## TASK REQUIREMENTS
Make an exact copy of each entry, leaving out every picture.
╭─ INFORMATION
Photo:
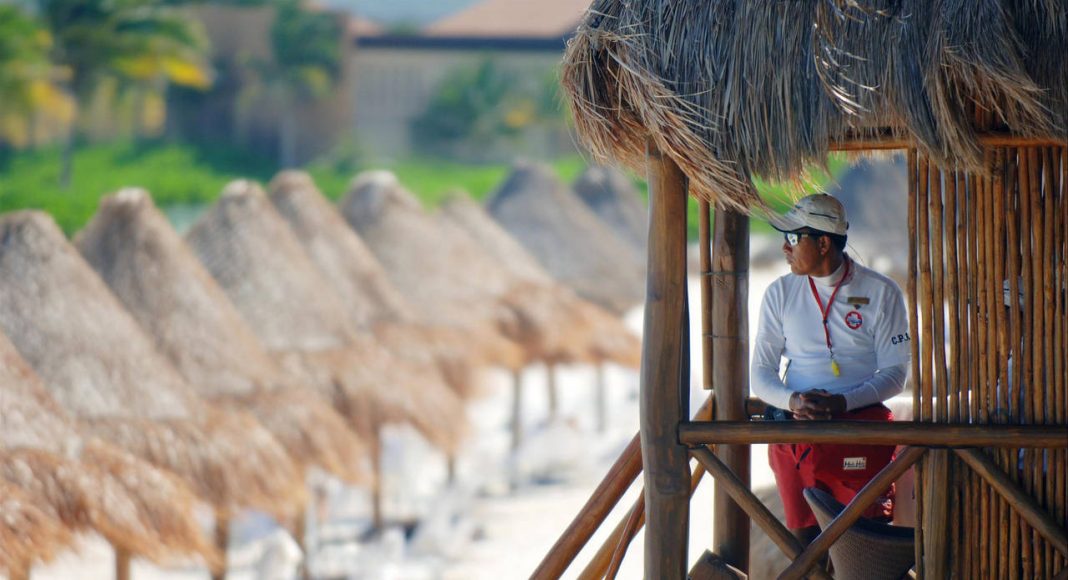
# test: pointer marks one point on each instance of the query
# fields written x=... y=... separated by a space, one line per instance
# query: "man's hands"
x=816 y=405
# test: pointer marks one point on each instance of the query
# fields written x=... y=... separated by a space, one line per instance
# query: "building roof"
x=513 y=18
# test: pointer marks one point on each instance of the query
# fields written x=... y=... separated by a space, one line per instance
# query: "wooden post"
x=600 y=503
x=376 y=488
x=221 y=542
x=517 y=408
x=122 y=564
x=550 y=372
x=729 y=277
x=601 y=400
x=666 y=461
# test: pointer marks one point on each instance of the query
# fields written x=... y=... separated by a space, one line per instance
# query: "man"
x=845 y=335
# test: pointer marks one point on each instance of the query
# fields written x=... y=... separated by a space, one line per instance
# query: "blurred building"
x=236 y=110
x=398 y=72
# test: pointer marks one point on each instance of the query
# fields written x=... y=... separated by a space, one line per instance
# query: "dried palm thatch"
x=87 y=484
x=98 y=365
x=735 y=89
x=261 y=265
x=597 y=333
x=567 y=238
x=372 y=301
x=616 y=202
x=448 y=283
x=27 y=534
x=151 y=270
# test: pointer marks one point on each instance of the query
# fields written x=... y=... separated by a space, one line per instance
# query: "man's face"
x=805 y=256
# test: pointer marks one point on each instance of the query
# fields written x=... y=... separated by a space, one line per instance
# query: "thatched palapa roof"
x=262 y=266
x=98 y=364
x=568 y=327
x=567 y=238
x=372 y=301
x=615 y=200
x=157 y=278
x=84 y=483
x=449 y=282
x=27 y=534
x=734 y=89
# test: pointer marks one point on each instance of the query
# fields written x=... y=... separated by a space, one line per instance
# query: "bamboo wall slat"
x=974 y=351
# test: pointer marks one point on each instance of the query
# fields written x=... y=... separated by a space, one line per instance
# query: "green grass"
x=185 y=175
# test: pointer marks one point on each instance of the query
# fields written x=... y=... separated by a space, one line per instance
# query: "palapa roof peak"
x=27 y=534
x=442 y=273
x=567 y=238
x=736 y=89
x=261 y=264
x=84 y=483
x=615 y=200
x=340 y=254
x=157 y=278
x=374 y=304
x=99 y=365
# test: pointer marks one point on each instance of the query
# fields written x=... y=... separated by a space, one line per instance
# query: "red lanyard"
x=827 y=312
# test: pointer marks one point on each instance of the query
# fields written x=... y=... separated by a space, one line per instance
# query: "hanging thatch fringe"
x=735 y=89
x=99 y=365
x=27 y=534
x=1003 y=278
x=258 y=262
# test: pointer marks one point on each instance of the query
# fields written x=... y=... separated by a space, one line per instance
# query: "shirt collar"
x=833 y=278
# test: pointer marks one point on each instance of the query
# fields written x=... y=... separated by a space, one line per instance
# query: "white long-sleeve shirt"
x=869 y=334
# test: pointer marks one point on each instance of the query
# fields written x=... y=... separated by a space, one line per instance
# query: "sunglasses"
x=794 y=238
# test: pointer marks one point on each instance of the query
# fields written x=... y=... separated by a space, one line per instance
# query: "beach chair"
x=868 y=550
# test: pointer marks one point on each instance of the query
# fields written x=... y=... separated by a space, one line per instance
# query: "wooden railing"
x=701 y=434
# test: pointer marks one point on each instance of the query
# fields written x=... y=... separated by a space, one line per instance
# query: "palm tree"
x=26 y=76
x=305 y=66
x=131 y=42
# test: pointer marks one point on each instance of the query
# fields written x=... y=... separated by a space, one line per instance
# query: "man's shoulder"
x=877 y=281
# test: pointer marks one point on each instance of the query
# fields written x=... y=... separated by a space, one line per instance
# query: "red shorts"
x=841 y=470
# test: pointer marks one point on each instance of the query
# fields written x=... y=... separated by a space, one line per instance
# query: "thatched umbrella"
x=374 y=304
x=449 y=282
x=157 y=278
x=27 y=534
x=594 y=334
x=99 y=365
x=567 y=238
x=615 y=200
x=85 y=483
x=742 y=89
x=261 y=265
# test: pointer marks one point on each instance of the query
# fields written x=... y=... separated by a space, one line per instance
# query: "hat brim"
x=786 y=222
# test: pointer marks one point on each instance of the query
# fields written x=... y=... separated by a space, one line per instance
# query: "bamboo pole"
x=731 y=373
x=1023 y=503
x=601 y=386
x=619 y=476
x=756 y=511
x=122 y=564
x=889 y=141
x=705 y=248
x=873 y=433
x=517 y=408
x=1048 y=298
x=868 y=494
x=666 y=461
x=1038 y=318
x=598 y=564
x=1029 y=188
x=1018 y=531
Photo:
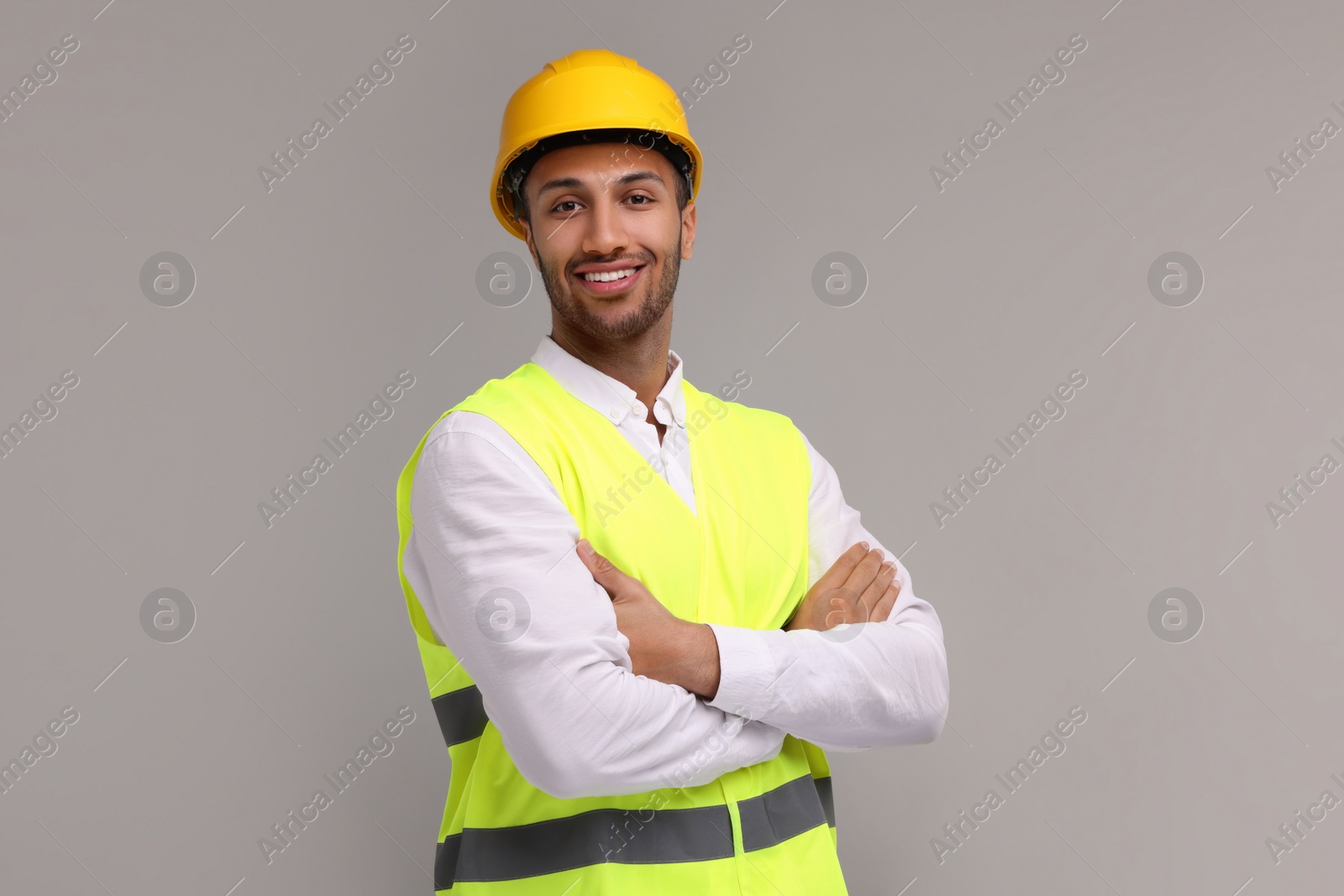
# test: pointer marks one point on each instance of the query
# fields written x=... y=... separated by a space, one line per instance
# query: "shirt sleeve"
x=557 y=681
x=857 y=685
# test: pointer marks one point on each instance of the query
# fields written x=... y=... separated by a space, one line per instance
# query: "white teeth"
x=604 y=277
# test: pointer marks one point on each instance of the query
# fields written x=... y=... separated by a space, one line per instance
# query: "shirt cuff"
x=746 y=672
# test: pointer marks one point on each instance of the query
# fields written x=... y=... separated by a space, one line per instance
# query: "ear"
x=687 y=230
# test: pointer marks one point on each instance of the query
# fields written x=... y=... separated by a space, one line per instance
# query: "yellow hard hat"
x=588 y=90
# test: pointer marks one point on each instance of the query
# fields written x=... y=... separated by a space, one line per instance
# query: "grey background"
x=1032 y=264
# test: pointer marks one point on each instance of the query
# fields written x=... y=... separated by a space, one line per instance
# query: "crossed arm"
x=575 y=715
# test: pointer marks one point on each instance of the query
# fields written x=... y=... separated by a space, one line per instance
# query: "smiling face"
x=606 y=234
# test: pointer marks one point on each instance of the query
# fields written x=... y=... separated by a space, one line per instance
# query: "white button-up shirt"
x=575 y=719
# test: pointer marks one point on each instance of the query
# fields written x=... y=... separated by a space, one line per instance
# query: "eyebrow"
x=575 y=183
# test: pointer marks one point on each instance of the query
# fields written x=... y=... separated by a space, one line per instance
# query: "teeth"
x=604 y=277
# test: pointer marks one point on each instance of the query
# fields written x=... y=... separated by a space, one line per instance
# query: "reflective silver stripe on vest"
x=631 y=837
x=781 y=813
x=589 y=839
x=461 y=715
x=828 y=801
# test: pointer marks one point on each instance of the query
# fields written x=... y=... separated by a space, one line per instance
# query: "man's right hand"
x=858 y=587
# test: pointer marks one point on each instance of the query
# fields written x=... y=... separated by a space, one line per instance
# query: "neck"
x=638 y=362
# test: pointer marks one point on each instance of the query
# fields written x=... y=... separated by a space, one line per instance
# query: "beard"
x=654 y=305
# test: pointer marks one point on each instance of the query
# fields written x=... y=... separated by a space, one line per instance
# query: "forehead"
x=598 y=163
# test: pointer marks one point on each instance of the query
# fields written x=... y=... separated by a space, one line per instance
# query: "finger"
x=864 y=573
x=604 y=571
x=889 y=600
x=873 y=594
x=844 y=564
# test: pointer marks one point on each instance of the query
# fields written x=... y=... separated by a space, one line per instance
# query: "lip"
x=615 y=286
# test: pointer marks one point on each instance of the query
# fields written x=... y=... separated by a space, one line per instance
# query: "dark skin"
x=615 y=204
╰─
## SOLUTION FOR THIS TASK
Photo:
# test: pointer marks one point on each instance of the query
# fields written x=... y=... separated by a space, one line per instance
# query: "man's hands"
x=816 y=405
# test: pointer marks one point on each instance of the query
# fields written x=... y=... separated by a space, one line per instance
# query: "building roof"
x=513 y=18
# test: pointer marks one point on each instance of the query
# fields written x=... y=... separated by a space, one line per instance
# query: "wooden post"
x=600 y=503
x=376 y=488
x=221 y=542
x=517 y=408
x=122 y=564
x=550 y=372
x=729 y=277
x=601 y=400
x=666 y=461
# test: pointer marks one point on each instance of the query
# fields written x=... y=... separated by a space, one line per instance
# query: "man"
x=845 y=335
# test: pointer marks one point on each instance of the query
# fields written x=... y=... separated by a space, one line per instance
# query: "blurred building"
x=236 y=110
x=398 y=72
# test: pointer marks one point on each instance of the query
# fields written x=... y=... separated by a space, one line per instance
# query: "dried palm thatch"
x=87 y=484
x=98 y=365
x=735 y=89
x=261 y=265
x=597 y=333
x=567 y=238
x=372 y=301
x=616 y=202
x=448 y=283
x=27 y=534
x=151 y=270
# test: pointer marks one point on each instance of the query
# fields written x=... y=... separated by a space, one line per instance
# query: "man's face"
x=805 y=256
# test: pointer marks one point on each instance of the query
# fields written x=... y=... separated by a space, one line per instance
# query: "thatched palapa roof"
x=262 y=266
x=98 y=364
x=568 y=327
x=567 y=238
x=372 y=301
x=615 y=200
x=157 y=278
x=84 y=483
x=449 y=282
x=27 y=534
x=734 y=89
# test: pointer marks one point on each instance of the query
# fields written x=... y=... separated by a space, one line per instance
# query: "bamboo wall slat"
x=974 y=351
# test: pointer marks one point on each instance of the query
# fields written x=... y=... separated by a space, one line per instance
# query: "green grass"
x=185 y=175
# test: pointer marks one point on each instance of the query
# fields written x=... y=... separated by a space, one line per instance
# query: "palapa roof peak"
x=27 y=534
x=442 y=273
x=567 y=238
x=736 y=89
x=261 y=264
x=84 y=483
x=615 y=200
x=340 y=254
x=157 y=278
x=374 y=304
x=99 y=365
# test: pointer marks one point on each instance of the query
# fields written x=... y=... separated by a space, one line per instance
# query: "red lanyard"
x=827 y=312
# test: pointer marks one point on each instance of the query
# fields written x=... y=... separated by a space, one line per instance
# query: "hanging thatch fringe"
x=735 y=89
x=99 y=365
x=27 y=534
x=1003 y=278
x=258 y=262
# test: pointer marks one point on each instance of the query
# fields written x=... y=... separated by a space, one line per instance
# query: "shirt collar"
x=833 y=278
# test: pointer marks one point on each instance of the query
# fields written x=... y=... separated by a space, one line per instance
# query: "white long-sleeve shirt"
x=869 y=334
# test: pointer marks one point on each instance of the query
# fields written x=... y=... separated by a space, one line per instance
# query: "sunglasses"
x=794 y=238
# test: pointer marks one point on each instance of the query
# fields written x=... y=... separated by a space, one line per instance
# query: "beach chair"
x=868 y=550
# test: pointer marks one point on each instance of the query
# fields written x=... y=... separated by a space, one line per instance
# query: "wooden railing"
x=701 y=434
# test: pointer marks one point on each instance of the query
# fields written x=... y=... separated by a space, one line per instance
# query: "palm tree"
x=26 y=76
x=305 y=66
x=131 y=42
# test: pointer marks one point on each instance of the query
# fields written x=... y=... separated by a space, one line per instance
# query: "man's shoulder"
x=877 y=281
# test: pointer marks one point on each instance of the query
# fields written x=... y=... separated by a space, one line per instance
# query: "red shorts"
x=841 y=470
# test: pointer marks one point on each instance of the query
# fields written x=... y=... separated by a space, one line per instance
# query: "thatched umbrella"
x=374 y=304
x=449 y=282
x=157 y=278
x=27 y=534
x=594 y=334
x=99 y=365
x=567 y=238
x=615 y=200
x=85 y=483
x=742 y=89
x=261 y=265
# test: pointer marks one point on each instance of the query
# fields written x=... y=... separated by a space, one line per instance
# query: "hat brim"
x=786 y=222
# test: pointer marks one point on each instance of the query
# fields written x=... y=... separated by a space, one line per instance
# query: "bamboo pole"
x=731 y=373
x=1023 y=503
x=601 y=386
x=619 y=476
x=756 y=511
x=122 y=564
x=889 y=141
x=705 y=248
x=873 y=433
x=517 y=408
x=1048 y=298
x=868 y=494
x=666 y=461
x=1038 y=318
x=598 y=564
x=1029 y=188
x=1018 y=531
Photo:
# test: pointer marks one point on each instance of the query
# fields written x=... y=... separated by a space, one line per instance
# query: "shirt sleeve"
x=557 y=681
x=857 y=685
# test: pointer marks one point on each instance of the query
# fields written x=... y=... separated by a space, one line per instance
# query: "white teeth"
x=604 y=277
# test: pointer marks one point on each instance of the query
# fields written x=... y=... separated by a space, one line per instance
# query: "shirt cuff"
x=746 y=672
# test: pointer marks one point on each instance of the query
# fields written x=... y=... separated by a space, one line per instance
# query: "ear"
x=687 y=230
# test: pointer marks one point on each instance of the query
# fields written x=... y=... separated by a space, one line per instance
# query: "yellow hard hat"
x=588 y=90
# test: pointer marks one point on each instance of the query
# fields written x=... y=... separated by a space, one line per instance
# query: "grey background"
x=1032 y=264
# test: pointer marks one point on each instance of the query
# fields written x=... y=... separated by a space, one line per instance
# query: "crossed arm"
x=575 y=715
# test: pointer marks one point on each instance of the query
# fields written x=... y=... separated by a space, one line per instance
# query: "smiling face"
x=606 y=234
# test: pointer marks one point on each instance of the query
# fields written x=... y=... separated by a space, one line per instance
# query: "white button-up shirt"
x=575 y=719
# test: pointer marks one point on each instance of the query
# fields written x=... y=... separated by a space, one line per instance
# query: "eyebrow"
x=575 y=183
# test: pointer marks one point on each instance of the query
# fields written x=... y=... separated by a space, one line per instance
# query: "teeth"
x=604 y=277
# test: pointer marks one point on each instance of the query
# fields written x=... y=... separated by a space, one line per instance
# query: "reflective silver stripe on vest"
x=631 y=837
x=781 y=813
x=589 y=839
x=461 y=715
x=828 y=801
# test: pointer marks one point on each instance of the query
# fields written x=... y=... separated by a space, one line per instance
# query: "man's right hand"
x=858 y=587
# test: pointer marks one point on each instance of the query
# fields written x=... y=... separated by a space, one line per instance
# query: "neck"
x=638 y=362
# test: pointer marks one point on each instance of the query
# fields written x=... y=... separated by a space, one line per instance
# query: "beard"
x=654 y=305
# test: pointer marks one point on each instance of the query
# fields written x=... y=... separated by a space, one line per instance
# query: "forehead"
x=598 y=163
# test: pointer marks one point on each instance of the query
# fields written x=... y=... separated by a space, one line per instance
# query: "finger"
x=864 y=573
x=604 y=571
x=889 y=600
x=873 y=594
x=844 y=564
# test: pointer marks one point on each instance of the query
# fields written x=... y=... separated by a space, one line per instance
# query: "lip"
x=615 y=286
# test: pointer marks one point on each instance of the query
# fields written x=... y=... separated by a space, one line per instance
# query: "dark skin"
x=615 y=204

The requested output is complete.